Written problem A
Put everything in the records from the line containing "Note: we are tagging the broken" down to the line containing "[(379, 93)]" into a Markdown table with two columns, Number and Line, giving each line its own row and leaving out blank lines.

Text to read
2018-11-14 Thread Ryan Hunt
Scroll anchoring should benefit both desktop and mobile content.

I have a feeling the biggest impact will be on mobile though. Scroll anchoring
should help there when the viewport resizes from a rotation, not just as content
loads.

There's a good video in the Chrome announcement here [1].

I've also written two sample pages that you can compare between Blink and
Gecko [2] [3]. Scroll down and interact with the button/slider.

Thanks,
Ryan

[1] https://blog.chromium.org/2017/04/scroll-anchoring-for-web-developers.html
[2] https://eqrion.github.io/web-tests/scrolling/scroll-anchor-test-1.html
[3] https://eqrion.github.io/web-tests/scrolling/scroll-anchor-test-2.html


‐‐‐ Original Message ‐‐‐
On Wednesday, November 14, 2018 3:44 PM, Chris Peterson  
wrote:

> This is great news! In a recent study of Fennec's perceived performance,
> users ranked 16 criteria for evaluating mobile browser responsiveness.
> #1 was "Not having the page jump around when scrolling". For a point of
> reference for just how important that is, "Loading a website" was only
> #3. :)
>
> Will scroll anchoring benefit both desktop and mobile content? What is a
> good example website to see the effect of scroll anchoring?

Stored rows

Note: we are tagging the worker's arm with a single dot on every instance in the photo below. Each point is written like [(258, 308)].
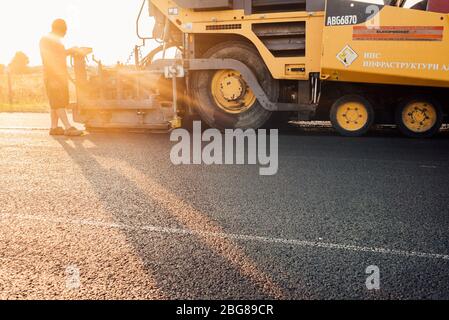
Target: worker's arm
[(71, 51)]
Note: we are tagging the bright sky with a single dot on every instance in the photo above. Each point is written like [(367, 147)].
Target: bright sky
[(107, 26)]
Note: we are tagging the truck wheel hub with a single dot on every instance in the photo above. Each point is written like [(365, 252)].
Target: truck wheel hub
[(231, 93), (352, 116), (419, 116)]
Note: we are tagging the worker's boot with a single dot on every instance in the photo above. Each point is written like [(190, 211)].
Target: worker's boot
[(73, 132), (57, 131)]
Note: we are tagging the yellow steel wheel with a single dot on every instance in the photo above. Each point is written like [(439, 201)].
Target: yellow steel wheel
[(231, 93), (352, 115), (419, 116)]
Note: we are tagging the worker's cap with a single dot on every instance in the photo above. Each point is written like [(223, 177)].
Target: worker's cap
[(59, 25)]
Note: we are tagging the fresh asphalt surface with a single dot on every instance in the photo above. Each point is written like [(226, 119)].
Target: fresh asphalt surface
[(112, 207)]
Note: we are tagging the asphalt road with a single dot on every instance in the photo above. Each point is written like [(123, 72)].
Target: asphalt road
[(108, 216)]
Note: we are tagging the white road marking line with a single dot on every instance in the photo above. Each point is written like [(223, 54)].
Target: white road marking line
[(230, 236), (428, 167)]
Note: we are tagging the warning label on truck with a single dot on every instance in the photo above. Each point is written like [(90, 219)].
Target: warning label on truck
[(347, 56), (398, 33)]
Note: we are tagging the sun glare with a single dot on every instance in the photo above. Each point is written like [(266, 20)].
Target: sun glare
[(107, 26)]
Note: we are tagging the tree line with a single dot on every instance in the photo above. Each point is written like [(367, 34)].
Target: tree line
[(18, 65)]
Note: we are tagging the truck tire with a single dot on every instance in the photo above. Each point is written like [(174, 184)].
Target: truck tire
[(223, 99), (419, 117), (352, 116)]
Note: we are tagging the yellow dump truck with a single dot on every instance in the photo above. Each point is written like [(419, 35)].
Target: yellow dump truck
[(250, 64)]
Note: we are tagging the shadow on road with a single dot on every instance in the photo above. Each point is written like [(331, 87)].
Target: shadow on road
[(182, 266)]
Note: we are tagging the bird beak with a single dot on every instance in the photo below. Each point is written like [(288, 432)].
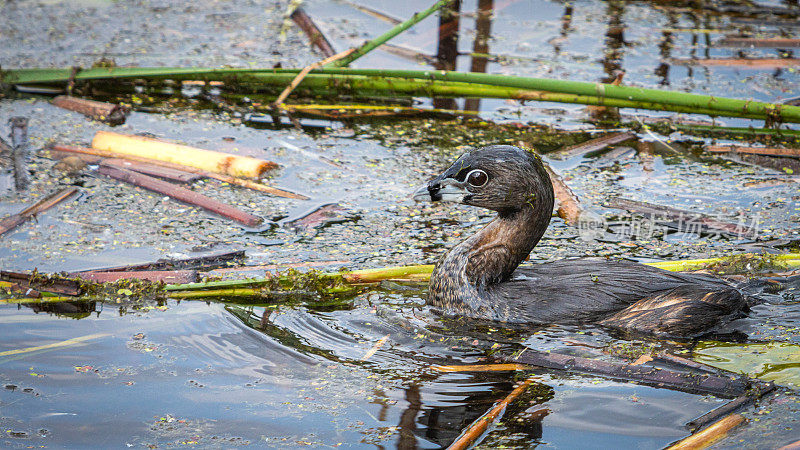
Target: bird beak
[(446, 190)]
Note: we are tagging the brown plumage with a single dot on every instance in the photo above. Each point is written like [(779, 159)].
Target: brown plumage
[(479, 278)]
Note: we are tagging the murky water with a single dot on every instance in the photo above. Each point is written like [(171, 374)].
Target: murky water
[(223, 375)]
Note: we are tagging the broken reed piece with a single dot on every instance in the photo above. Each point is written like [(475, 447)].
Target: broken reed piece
[(686, 219), (479, 426), (704, 383), (208, 160), (409, 53), (708, 436), (569, 207), (732, 41), (313, 32), (592, 145), (299, 78), (19, 152), (182, 194), (40, 283), (15, 220), (261, 187), (758, 391), (767, 151), (755, 63), (156, 276), (375, 13), (101, 111), (480, 368)]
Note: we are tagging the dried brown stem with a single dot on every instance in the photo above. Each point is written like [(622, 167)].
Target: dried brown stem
[(217, 176), (790, 152), (479, 426)]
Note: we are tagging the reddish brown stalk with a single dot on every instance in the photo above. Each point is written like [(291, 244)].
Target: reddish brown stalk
[(569, 207), (755, 63), (40, 283), (790, 152), (104, 112), (15, 220), (313, 32), (477, 428), (182, 194), (299, 78), (593, 145), (210, 261)]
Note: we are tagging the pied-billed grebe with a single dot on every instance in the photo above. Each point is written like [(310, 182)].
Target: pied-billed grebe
[(479, 277)]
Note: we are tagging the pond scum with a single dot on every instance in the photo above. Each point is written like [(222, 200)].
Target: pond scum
[(379, 93)]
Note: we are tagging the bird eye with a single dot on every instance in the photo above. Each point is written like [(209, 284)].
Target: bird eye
[(477, 178)]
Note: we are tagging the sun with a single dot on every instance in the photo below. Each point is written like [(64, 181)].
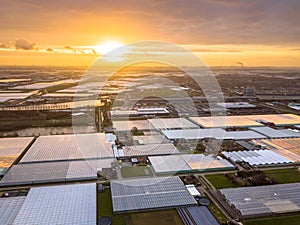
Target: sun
[(107, 46)]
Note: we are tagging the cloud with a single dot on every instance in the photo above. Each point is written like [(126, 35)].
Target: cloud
[(22, 44), (5, 45)]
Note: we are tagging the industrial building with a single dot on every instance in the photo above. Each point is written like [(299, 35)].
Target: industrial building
[(11, 149), (264, 200), (68, 147), (9, 208), (273, 133), (49, 172), (188, 163), (127, 125), (197, 215), (257, 157), (172, 123), (146, 150), (64, 204), (217, 133), (246, 121), (287, 147), (149, 194)]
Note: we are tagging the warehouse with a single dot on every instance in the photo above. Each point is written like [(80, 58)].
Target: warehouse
[(127, 125), (256, 157), (287, 147), (217, 133), (197, 215), (11, 149), (246, 121), (59, 205), (68, 147), (264, 200), (149, 193), (46, 172), (188, 163), (273, 133), (172, 123)]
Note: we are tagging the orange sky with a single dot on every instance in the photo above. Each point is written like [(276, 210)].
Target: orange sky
[(221, 33)]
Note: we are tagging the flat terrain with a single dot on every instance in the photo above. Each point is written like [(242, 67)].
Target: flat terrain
[(137, 171), (164, 217), (283, 220), (104, 208), (220, 181), (285, 175)]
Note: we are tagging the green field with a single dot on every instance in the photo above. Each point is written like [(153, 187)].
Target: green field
[(162, 217), (284, 220), (220, 181), (165, 217), (283, 176), (137, 171), (104, 208)]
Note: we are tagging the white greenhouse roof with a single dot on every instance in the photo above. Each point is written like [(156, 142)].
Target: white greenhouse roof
[(68, 147), (256, 157), (264, 200), (65, 204), (273, 133), (149, 193), (29, 173)]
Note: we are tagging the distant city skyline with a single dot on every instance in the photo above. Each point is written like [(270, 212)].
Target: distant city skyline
[(221, 33)]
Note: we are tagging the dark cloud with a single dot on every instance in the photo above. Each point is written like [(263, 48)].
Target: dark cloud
[(22, 44)]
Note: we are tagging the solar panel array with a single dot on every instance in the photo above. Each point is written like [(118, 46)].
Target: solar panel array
[(197, 215), (65, 204), (187, 163), (149, 193), (149, 149), (30, 173), (11, 149), (9, 207), (264, 200), (256, 157), (68, 147)]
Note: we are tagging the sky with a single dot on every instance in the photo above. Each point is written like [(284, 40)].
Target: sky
[(220, 32)]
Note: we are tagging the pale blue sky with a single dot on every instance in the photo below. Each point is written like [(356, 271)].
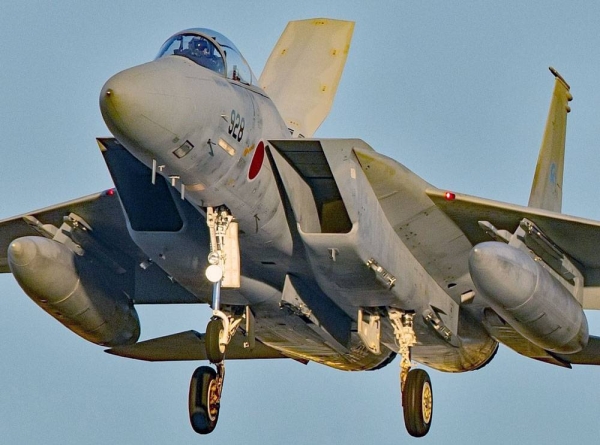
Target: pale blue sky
[(456, 91)]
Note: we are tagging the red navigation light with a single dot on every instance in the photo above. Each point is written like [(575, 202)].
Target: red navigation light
[(449, 196)]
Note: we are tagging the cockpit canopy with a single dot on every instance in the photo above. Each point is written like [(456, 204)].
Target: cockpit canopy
[(210, 50)]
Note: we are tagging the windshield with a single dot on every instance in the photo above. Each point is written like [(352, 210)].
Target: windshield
[(210, 50)]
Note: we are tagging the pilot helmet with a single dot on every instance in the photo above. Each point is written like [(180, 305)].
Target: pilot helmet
[(199, 44)]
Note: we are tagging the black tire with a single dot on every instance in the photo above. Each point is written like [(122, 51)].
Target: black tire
[(203, 416), (417, 401), (214, 351)]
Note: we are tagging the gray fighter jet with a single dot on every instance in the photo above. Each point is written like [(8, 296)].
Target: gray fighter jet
[(309, 249)]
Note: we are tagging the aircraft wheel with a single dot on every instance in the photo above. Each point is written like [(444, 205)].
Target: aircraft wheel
[(204, 400), (215, 351), (417, 400)]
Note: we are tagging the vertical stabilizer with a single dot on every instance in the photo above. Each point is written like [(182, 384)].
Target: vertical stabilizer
[(304, 69), (546, 190)]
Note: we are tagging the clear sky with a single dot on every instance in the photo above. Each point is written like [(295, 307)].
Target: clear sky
[(456, 91)]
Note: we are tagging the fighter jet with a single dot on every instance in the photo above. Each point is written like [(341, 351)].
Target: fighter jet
[(316, 250)]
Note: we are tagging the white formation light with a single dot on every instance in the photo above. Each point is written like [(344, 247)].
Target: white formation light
[(214, 273)]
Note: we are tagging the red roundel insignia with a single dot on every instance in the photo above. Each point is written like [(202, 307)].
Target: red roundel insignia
[(257, 160)]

Written problem B
Repeat the whole email thread about scroll anchoring word for word.

Expected output A
| Number | Line |
|---|---|
| 1 | Note: we are tagging the broken reed piece with a single dot on every instance in the photo above. Each point is written like [(475, 447)]. |
| 2 | Target: broken reed piece |
| 3 | [(686, 219), (479, 426), (704, 383), (208, 160), (409, 53), (708, 436), (569, 207), (732, 41), (313, 32), (592, 145), (299, 78), (19, 152), (182, 194), (40, 283), (15, 220), (261, 187), (758, 391), (767, 151), (755, 63), (156, 276), (375, 13), (101, 111), (480, 368)] |
| 4 | Note: we are tagging the dried brown stem with a single dot on every instance in the photo above. Each point is written like [(622, 167)]. |
| 5 | Target: dried brown stem |
| 6 | [(217, 176), (790, 152), (479, 426)] |
| 7 | Note: we are tagging the reddish brown stalk with a single dot on every instance in the photo above. Each point is written like [(291, 244)]. |
| 8 | Target: reddish brown stalk |
| 9 | [(569, 207), (755, 63), (40, 283), (790, 152), (104, 112), (15, 220), (313, 32), (477, 428), (182, 194), (299, 78), (593, 145), (210, 261)] |
| 10 | Note: we are tagging the pied-billed grebe with a single dot on every instance in the photo above. Each point is written like [(310, 182)]. |
| 11 | Target: pied-billed grebe |
| 12 | [(479, 277)] |
| 13 | Note: we are tagging the pond scum with a single dot on every instance in the photo above. Each point is written like [(222, 200)]. |
| 14 | Target: pond scum |
| 15 | [(379, 93)] |

Expected output B
2018-11-14 Thread Ryan Hunt
Scroll anchoring should benefit both desktop and mobile content.

I have a feeling the biggest impact will be on mobile though. Scroll anchoring
should help there when the viewport resizes from a rotation, not just as content
loads.

There's a good video in the Chrome announcement here [1].

I've also written two sample pages that you can compare between Blink and
Gecko [2] [3]. Scroll down and interact with the button/slider.

Thanks,
Ryan

[1] https://blog.chromium.org/2017/04/scroll-anchoring-for-web-developers.html
[2] https://eqrion.github.io/web-tests/scrolling/scroll-anchor-test-1.html
[3] https://eqrion.github.io/web-tests/scrolling/scroll-anchor-test-2.html


‐‐‐ Original Message ‐‐‐
On Wednesday, November 14, 2018 3:44 PM, Chris Peterson  
wrote:

> This is great news! In a recent study of Fennec's perceived performance,
> users ranked 16 criteria for evaluating mobile browser responsiveness.
> #1 was "Not having the page jump around when scrolling". For a point of
> reference for just how important that is, "Loading a website" was only
> #3. :)
>
> Will scroll anchoring benefit both desktop and mobile content? What is a
> good example website to see the effect of scroll anchoring?